[Begin EXCERPTED PASSAGE]

They had begun the day with optimism. Even if defeated, they could hope that one of the teams just below them – Falkirk, St Mirren, Airdrieonians – would fail to win and thus keep them up. If the defeat were narrow, too, they might conceivably survive. But a point would ensure the drop beyond question, and this point someone from their camp resolved to buy.
Ian Ure would not say who he was, except that he was a reserve player. ‘He offered a couple of our players money to draw and, when we discussed it and it became apparent that one or two of ours wanted to take it, I threatened to go to our manager [Bob Shankly, brother of the Liverpool legend Bill] and report it. That was the end of the argument. It went no further.’
Such approaches were not unusual at the time. It was believed that players, even internationals, organised results to take advantage of fixed-odds betting – a double of successful away-win forecasts, paying 10/1, was said to be especially popular. When Gauld and the Sheffield Wednesday trio were brought to justice, there, but for the grace of God, went plenty of contemporaries.

[End EXCERPTED PASSAGE]

ACTIONS TO TAKE:
1. According to the passage on match-fixing, what kind of fixed-odds bet was said to be especially popular?
2. Write what comes next in the passage about the offer of money for a draw, beginning after its final sentence.
The data after this point has nothing to do with the passage.

[Begin PROVIDED DATA]

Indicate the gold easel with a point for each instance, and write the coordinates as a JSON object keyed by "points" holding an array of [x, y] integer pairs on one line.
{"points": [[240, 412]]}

[End PROVIDED DATA]

RESPONSES BY TASK:
1. A double of successful away-win forecasts, paying 10/1.

2.
The attempted fix at Muirton Park was known about in the St Johnstone dressing room – though not necessarily by every member of the team – and one player told me many years later that his reservations about it might have been shelved had he been aware that the clubs fighting St Johnstone for survival had themselves been up to no good that afternoon.
The defender Jim Lachlan finds the subject embarrassing. Asked about Ure’s story, he replied: ‘I can’t say yes or no.’ He was aware that ‘rogues, real rogues’ abounded in the game and had known it from early in his career when, throughout a 5-0 defeat at Airdrie, an opponent kept whispering phrases like ‘chuck it’ and ‘take it easy’. Lachlan remembered being incredulous. ‘I was never one,’ he said, ‘for taking it easy.’
Ferguson was of the same attitude, ‘a decent lad’, said Lachlan. ‘There was a group of them who came up from Glasgow and some were kind of wide boys. Alex was different. He didn’t even smoke or drink’.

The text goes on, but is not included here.